» **Work required**: The records should be written out in full, with nothing altered.

» **Dataset records**:
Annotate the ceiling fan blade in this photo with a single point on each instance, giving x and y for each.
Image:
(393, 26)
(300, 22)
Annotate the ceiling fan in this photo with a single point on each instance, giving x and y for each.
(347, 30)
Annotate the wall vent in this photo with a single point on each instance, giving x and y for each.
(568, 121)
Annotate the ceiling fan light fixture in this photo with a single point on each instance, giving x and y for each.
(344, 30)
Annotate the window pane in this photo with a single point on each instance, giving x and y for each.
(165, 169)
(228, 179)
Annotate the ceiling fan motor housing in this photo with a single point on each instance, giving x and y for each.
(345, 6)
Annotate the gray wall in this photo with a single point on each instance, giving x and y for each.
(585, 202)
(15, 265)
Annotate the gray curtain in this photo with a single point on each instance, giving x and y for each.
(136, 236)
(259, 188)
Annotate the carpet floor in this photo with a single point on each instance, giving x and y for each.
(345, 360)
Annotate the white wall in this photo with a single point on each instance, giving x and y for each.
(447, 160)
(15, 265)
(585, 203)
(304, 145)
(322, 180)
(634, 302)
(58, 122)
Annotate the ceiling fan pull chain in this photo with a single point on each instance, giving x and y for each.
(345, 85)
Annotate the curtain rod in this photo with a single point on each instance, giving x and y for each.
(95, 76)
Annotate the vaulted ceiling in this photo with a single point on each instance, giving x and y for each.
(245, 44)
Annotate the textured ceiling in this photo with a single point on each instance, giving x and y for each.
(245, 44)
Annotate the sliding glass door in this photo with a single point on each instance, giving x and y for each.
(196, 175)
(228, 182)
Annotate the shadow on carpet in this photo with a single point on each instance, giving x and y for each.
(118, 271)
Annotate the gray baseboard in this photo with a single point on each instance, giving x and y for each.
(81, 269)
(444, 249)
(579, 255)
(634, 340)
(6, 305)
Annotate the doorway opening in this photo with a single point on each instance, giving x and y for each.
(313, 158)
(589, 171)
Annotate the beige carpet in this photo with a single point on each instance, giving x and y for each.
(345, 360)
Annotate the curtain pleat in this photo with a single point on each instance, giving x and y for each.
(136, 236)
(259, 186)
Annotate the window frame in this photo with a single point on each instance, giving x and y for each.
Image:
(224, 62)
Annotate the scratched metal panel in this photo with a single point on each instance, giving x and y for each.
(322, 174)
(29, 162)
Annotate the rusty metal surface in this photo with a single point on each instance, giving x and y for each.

» **Answer area**:
Annotate the ceiling fan blade in this photo with a single point on each instance, giving x and y for each.
Image:
(393, 26)
(300, 22)
Annotate the ceiling fan in this photo with a single point on each instance, giving x and y for each.
(347, 30)
Annotate the wall vent in this photo with a single point on each instance, giving x and y for each.
(568, 121)
Annotate the ceiling fan light fixture in this photo with a single point on each instance, giving x and y for each.
(344, 30)
Annotate the window pane in this photo with a single point on each instance, giving x and y for each.
(165, 169)
(228, 179)
Annotate the ceiling fan motor housing in this photo with a single point on each instance, giving x and y for each.
(345, 6)
Annotate the gray wall in this photo with a single point on each instance, giving x and y for each.
(585, 202)
(15, 265)
Annotate the gray curtain in this photo with a single point on each instance, giving x and y for each.
(136, 236)
(259, 188)
Annotate the carpet floor in this photo with a single point on each instance, giving x and y for each.
(345, 360)
Annotate the white wall in this photo with a single point on each instance, giving x and y for each.
(447, 160)
(15, 265)
(585, 203)
(304, 145)
(322, 180)
(634, 302)
(58, 122)
Annotate the ceiling fan pull chain in this photo with a single point on each instance, giving x and y for each.
(345, 85)
Annotate the curtain rod in this photo with a single point on each instance, giving x and y for each.
(95, 76)
Annotate the vaulted ceiling in this photo with a single point on each instance, giving x and y for each.
(245, 44)
Annotate the textured ceiling in this photo with a single point on each instance, giving x and y for each.
(245, 44)
Annotate the sliding glass door in this photo with a single point on each instance, giving x and y for each.
(196, 175)
(228, 182)
Annotate the shadow on carpet in this photo with a single point on each instance, giving x and y for each.
(118, 271)
Annotate the gray baseboard in this photo with a single point on each instance, giving x and y for each.
(81, 269)
(444, 249)
(579, 255)
(634, 340)
(6, 305)
Annotate the doorway opening in this photo with a single point on each instance, giving x and y for each.
(313, 158)
(589, 171)
Annotate the beige carpet in this photo with a single point on each instance, giving x and y for each.
(345, 360)
Annotate the curtain pleat in this photo with a single point on each instance, giving x and y for each.
(136, 236)
(259, 186)
Annotate the window frame in this photo with a single point on each instance, giving x and y for each.
Image:
(224, 62)
Annotate the scratched metal panel in this photo with a single point on each instance, giving x and y for each.
(322, 174)
(29, 162)
Annotate the rusty metal surface in this photo with a single point on each instance, giving x and y for each.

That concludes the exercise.